Extracted text:
++++++++++
[OpenAFS-devel] N800, Mobile AFS, and changing IP addresses

Jeffrey Hutzelman jhutz@cmu.edu
Mon, 28 Apr 2008 18:23:48 -0400


--On Sunday, April 27, 2008 09:45:34 AM -0400 Jeffrey Altman 
<jaltman@secure-endpoints.com> wrote:

> Simon Wilkinson wrote:


>> Tune the AFS timeouts so that the user get's failure messages more
>> quickly?

If by "tune the AFS timeouts" you mean "make them smaller", don't do that. 
It is tempting to lower timeouts to reduce the amount of time you have to 
wait when something isn't working, assuming that when it is working you'll 
get a response quickly because it seems that way every time you look.  But 
most people haven't seen a wide enough variety of networks to make this 
generalization; a "short" timeout that works for you may not work so well 
for someone with a high-latency path or a heavily-loaded server, and 
setting timeouts a bit too short means more and more frequent 
retransmissions, which can make a bad situation (heavy congestion) worse.
++++++++++
Data lines:
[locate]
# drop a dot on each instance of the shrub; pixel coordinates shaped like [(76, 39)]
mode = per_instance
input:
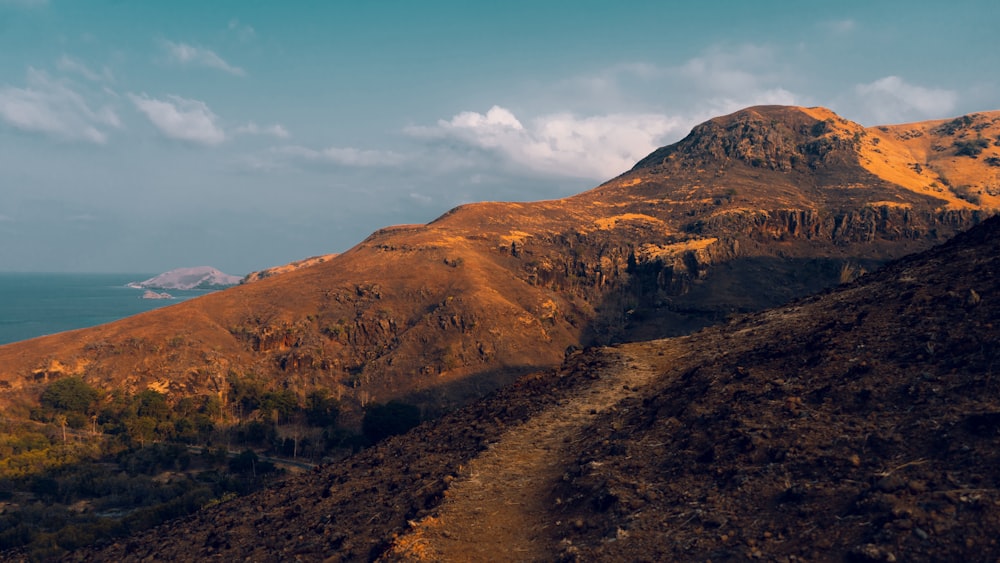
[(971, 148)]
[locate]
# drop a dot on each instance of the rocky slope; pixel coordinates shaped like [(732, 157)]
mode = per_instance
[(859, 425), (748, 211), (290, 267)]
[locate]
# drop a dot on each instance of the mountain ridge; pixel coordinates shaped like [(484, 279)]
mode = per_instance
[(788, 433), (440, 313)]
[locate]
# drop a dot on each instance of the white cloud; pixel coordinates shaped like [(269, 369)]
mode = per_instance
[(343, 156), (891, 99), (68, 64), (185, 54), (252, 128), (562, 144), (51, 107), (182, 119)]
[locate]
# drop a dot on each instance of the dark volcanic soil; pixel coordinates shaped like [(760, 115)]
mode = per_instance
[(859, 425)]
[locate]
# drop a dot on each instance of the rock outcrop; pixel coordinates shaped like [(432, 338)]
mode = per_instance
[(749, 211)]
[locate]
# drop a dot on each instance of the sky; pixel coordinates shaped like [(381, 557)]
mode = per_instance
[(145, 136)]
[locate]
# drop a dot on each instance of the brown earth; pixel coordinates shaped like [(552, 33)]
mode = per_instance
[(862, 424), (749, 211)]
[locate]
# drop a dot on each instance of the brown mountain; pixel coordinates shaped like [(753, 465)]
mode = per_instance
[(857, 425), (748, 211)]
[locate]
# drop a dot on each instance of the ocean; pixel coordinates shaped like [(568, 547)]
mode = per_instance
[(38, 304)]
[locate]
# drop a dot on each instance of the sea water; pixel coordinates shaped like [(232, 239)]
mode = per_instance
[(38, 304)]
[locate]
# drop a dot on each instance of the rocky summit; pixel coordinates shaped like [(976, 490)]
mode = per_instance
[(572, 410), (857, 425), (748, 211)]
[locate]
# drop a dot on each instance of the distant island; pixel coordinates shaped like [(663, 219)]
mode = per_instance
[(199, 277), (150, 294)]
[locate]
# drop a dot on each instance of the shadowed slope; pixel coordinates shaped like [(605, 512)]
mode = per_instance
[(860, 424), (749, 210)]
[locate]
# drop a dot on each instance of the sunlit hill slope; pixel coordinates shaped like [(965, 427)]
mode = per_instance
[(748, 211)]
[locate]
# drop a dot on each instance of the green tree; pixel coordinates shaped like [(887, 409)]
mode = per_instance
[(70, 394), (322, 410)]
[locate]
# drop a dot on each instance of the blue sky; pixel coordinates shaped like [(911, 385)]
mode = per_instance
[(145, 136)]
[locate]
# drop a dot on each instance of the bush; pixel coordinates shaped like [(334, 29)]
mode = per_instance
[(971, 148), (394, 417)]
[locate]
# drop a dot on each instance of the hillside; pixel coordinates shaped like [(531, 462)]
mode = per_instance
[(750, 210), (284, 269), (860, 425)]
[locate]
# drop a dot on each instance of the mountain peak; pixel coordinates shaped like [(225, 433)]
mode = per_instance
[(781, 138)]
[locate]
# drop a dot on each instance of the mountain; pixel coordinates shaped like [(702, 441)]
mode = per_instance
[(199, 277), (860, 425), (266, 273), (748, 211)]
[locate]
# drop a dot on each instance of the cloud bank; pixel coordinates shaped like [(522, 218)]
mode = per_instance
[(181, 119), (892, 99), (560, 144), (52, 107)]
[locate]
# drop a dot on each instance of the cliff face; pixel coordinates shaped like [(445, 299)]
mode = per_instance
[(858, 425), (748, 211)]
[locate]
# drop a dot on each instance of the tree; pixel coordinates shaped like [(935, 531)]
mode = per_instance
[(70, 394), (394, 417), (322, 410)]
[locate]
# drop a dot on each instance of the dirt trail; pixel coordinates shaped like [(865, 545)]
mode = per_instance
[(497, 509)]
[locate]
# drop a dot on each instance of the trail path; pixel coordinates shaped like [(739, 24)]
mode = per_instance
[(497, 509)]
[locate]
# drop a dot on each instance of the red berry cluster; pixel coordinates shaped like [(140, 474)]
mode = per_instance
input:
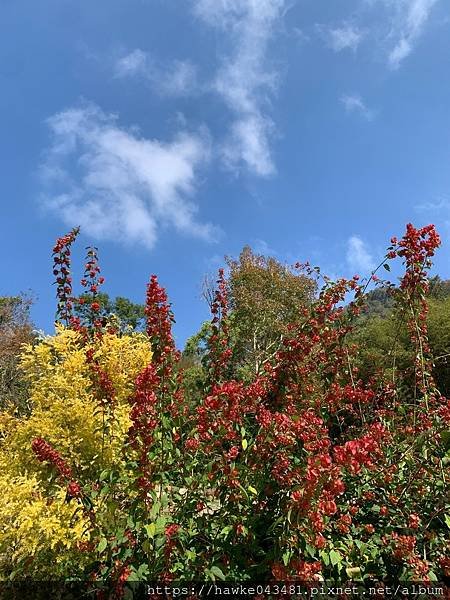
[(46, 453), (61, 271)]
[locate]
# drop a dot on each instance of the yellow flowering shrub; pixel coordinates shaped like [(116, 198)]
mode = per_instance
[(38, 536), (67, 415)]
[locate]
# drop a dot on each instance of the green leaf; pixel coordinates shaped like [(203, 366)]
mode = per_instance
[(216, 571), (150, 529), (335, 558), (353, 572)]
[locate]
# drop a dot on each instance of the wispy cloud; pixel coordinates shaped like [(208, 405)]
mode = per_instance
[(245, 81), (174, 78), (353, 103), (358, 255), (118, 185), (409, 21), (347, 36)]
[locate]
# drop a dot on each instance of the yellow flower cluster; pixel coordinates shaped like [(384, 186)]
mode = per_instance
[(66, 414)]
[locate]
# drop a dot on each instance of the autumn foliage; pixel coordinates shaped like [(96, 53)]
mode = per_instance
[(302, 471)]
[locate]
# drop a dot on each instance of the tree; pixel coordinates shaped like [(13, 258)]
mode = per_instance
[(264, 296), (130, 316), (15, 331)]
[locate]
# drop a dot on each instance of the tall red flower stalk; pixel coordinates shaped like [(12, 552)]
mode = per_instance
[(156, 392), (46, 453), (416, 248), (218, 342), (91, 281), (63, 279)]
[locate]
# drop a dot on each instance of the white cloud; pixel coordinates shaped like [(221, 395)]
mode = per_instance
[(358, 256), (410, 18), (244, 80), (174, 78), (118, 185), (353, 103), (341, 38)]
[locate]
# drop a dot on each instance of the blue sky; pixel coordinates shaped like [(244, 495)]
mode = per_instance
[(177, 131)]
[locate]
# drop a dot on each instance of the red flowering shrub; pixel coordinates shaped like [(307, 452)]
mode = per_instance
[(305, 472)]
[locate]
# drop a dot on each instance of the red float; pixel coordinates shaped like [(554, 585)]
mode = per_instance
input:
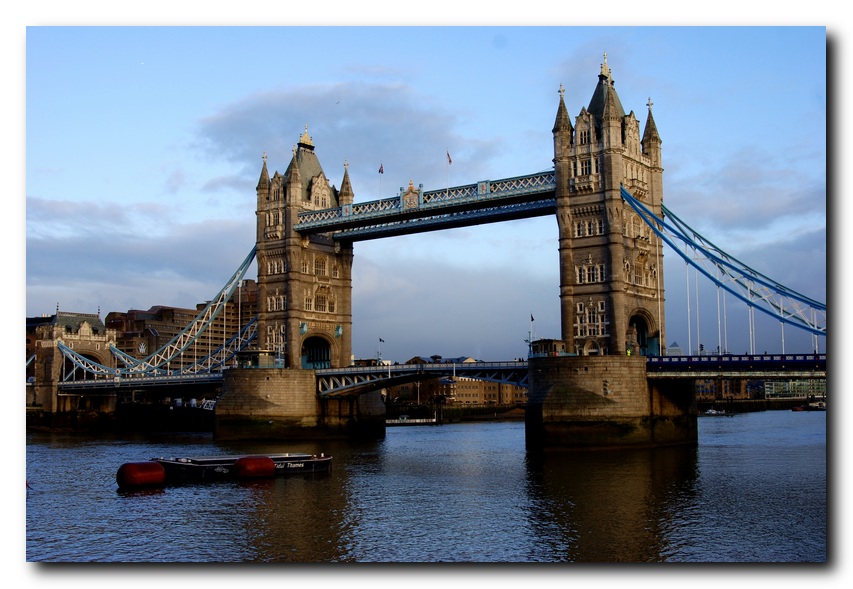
++++++++++
What you will do: Continue the mailing-list message about AFS timeouts, starting right after its last sentence.

Exercise answer:
> Performing the check at the time the network configuration changed will
> ensure that the cache manager knows as soon as possible whether or not
> the desired servers are in fact accessible.   If they are not the cache
> manager can fail requests immediately.

Performing the check at the time the network configuration changes will 
guarantee that the cache manager talks to a large number of servers 
(normally, every server it has ever had a reference to since starting) many 
of which the user may not care about.

It seems the simplest thing to do here is whenever an interface is brought 
up to reset the state of all servers to "up".  This results in a fast 
response time for a server that really is up, at the expense of an extra 
timeout in cases where the user touches a server that is down before the CM 
gets around to doing the next 5 minute check.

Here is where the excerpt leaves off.